TASK DESCRIPTION: Copy exactly, please, the line that has "Write each point like <point>1219,17</point>." in it along with every line after it to the end of the listing.

EXERCISE MATERIALS:
════════════════

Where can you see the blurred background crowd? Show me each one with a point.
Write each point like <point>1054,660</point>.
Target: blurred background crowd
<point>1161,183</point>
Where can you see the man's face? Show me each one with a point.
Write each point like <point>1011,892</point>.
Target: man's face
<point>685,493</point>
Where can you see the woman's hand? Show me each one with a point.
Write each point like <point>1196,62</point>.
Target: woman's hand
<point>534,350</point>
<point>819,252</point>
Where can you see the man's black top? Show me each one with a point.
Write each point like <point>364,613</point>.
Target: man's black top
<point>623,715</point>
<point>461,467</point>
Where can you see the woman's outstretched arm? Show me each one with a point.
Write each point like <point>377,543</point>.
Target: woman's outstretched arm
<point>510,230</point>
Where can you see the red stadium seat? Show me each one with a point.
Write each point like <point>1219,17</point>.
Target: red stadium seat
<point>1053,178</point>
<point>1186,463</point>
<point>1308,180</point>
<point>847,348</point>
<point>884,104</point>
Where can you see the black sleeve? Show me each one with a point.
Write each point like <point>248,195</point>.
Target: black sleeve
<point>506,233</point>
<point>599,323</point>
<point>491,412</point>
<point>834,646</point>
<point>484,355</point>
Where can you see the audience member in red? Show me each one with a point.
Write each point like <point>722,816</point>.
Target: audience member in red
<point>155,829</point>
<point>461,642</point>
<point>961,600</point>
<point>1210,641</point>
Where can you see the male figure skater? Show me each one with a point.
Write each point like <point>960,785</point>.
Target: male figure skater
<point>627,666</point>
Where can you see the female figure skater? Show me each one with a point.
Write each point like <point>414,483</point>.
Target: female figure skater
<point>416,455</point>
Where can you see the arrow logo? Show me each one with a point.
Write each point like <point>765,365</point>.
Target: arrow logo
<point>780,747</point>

════════════════

SOLUTION BELOW:
Write each point like <point>1219,17</point>.
Target: red stadium seat
<point>1053,178</point>
<point>1186,463</point>
<point>1308,180</point>
<point>847,348</point>
<point>884,104</point>
Where can you see the black sleeve? Show me each one with a point.
Write each point like <point>248,195</point>.
Target: black sleeve
<point>506,233</point>
<point>599,323</point>
<point>491,412</point>
<point>834,646</point>
<point>484,355</point>
Where can you see the audience member in red? Show me each one with a point.
Write each point like <point>722,816</point>.
Target: audience member in red
<point>155,829</point>
<point>461,642</point>
<point>961,600</point>
<point>1210,641</point>
Where can you see the male figure skater? Show me each one with a point.
Write each point like <point>960,785</point>.
Target: male figure skater
<point>627,666</point>
Where can you see the female figure skater? Show me each one with a point.
Write each point like <point>414,483</point>.
Target: female figure skater
<point>416,455</point>
Where can you see the arrow logo? Show me each one with a point.
Write each point like <point>765,365</point>.
Target: arrow logo
<point>780,747</point>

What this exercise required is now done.